_Source_
= = = = = = =
Some of the most common vulnerabilities that are caused by these attacks are as follows:

Foreshadow
Meltdown
Specter
Pacman
Micro architectural data sampling
SPOILER

In fact, the Intel CPUs targeted speculative execution for these flaws and vulnerabilities.

Speculative Execution Examples

One good and special case of speculative execution is speculative multithreading. Apart from that, the direct mapped cache also allows for a fast and simple speculative execution as well as concurrent processing and Out-of-Order Execution or OoOE are also good examples of a use of speculative execution that helps in predicting and retrieving data that may be required in the near future.

There are different variants of speculative execution followed by the modern processors, which typically is the computation related to earlier concepts. Some of these variants are:

Eager execution

This is a special type of speculative execution in which both ends of a conditional branch are carried out. However, in such cases, it is only the correct results that are committed, provided the predicate is true.

Also known as oracle execution, eager execution, in theory, offers the same performance with unlimited resources as a perfect branch prediction.

On the other hand, if the resources are limited, this method is to be employed with extreme caution because the number of resources that may be required will grow exponentially with every level of branch executed in this mode.

Predictive execution

This is another kind of speculative execution technique in which some of the results are predicted. The execution continues according to and along with the path predicted until the actual result is identified.

If the prediction is made correctly, the execution prediction is permitted to commit. However, if the prediction is incorrect, the execution needs to be unrolled and done all over again.

Some of the common types of predictive execution include the following:

Branch prediction
Memory dependence prediction

There is also a general form of predictive execution called value prediction.
= = = = = = =
_Given material_
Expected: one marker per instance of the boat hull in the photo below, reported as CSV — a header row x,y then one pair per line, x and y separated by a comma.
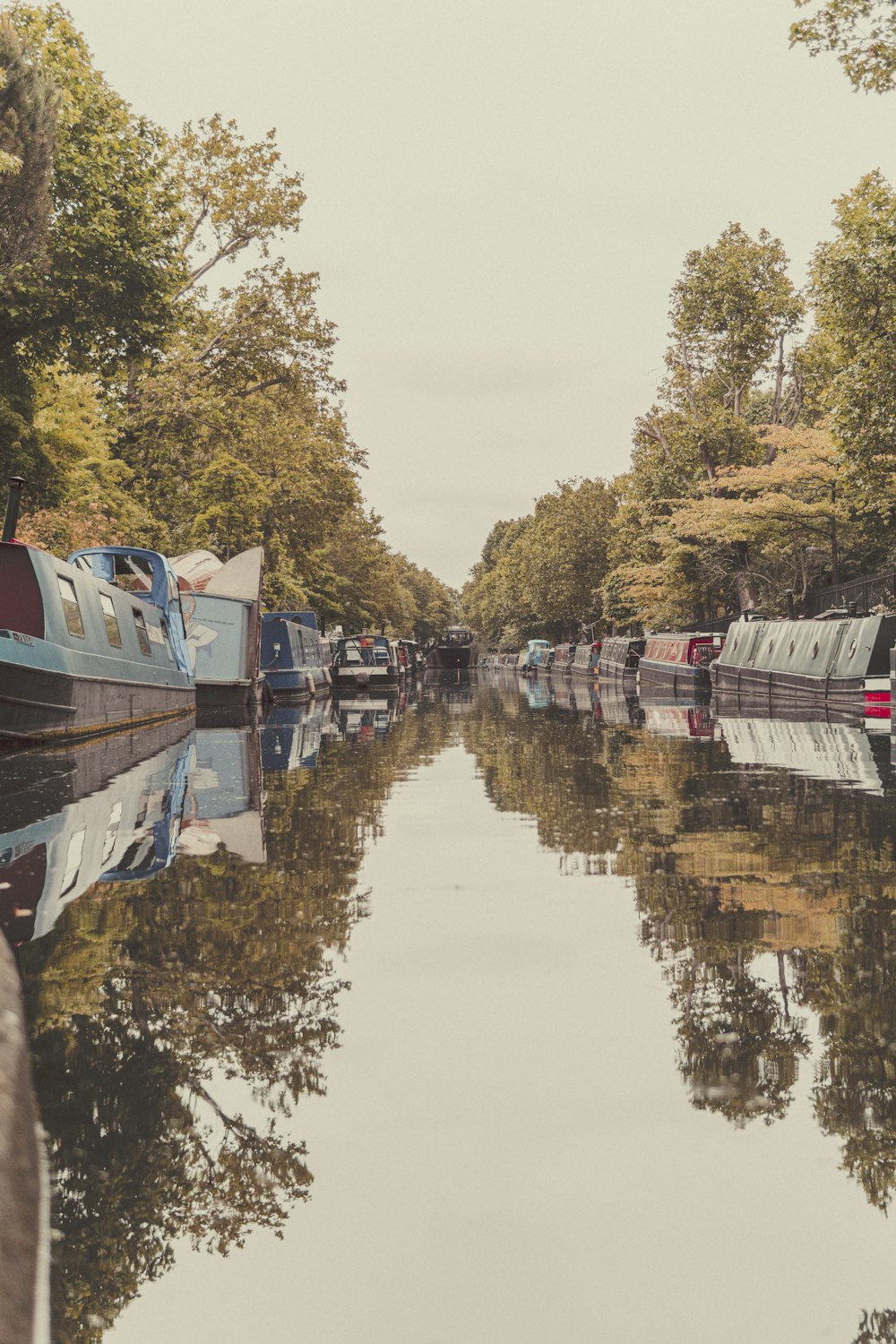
x,y
39,704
= = = = = = =
_Your objective_
Write out the passage of the speculative execution text that begins with the words "In fact, the" and ends after the words "the near future.", keeping every word as it appears there.

_Result for this task_
In fact, the Intel CPUs targeted speculative execution for these flaws and vulnerabilities.

Speculative Execution Examples

One good and special case of speculative execution is speculative multithreading. Apart from that, the direct mapped cache also allows for a fast and simple speculative execution as well as concurrent processing and Out-of-Order Execution or OoOE are also good examples of a use of speculative execution that helps in predicting and retrieving data that may be required in the near future.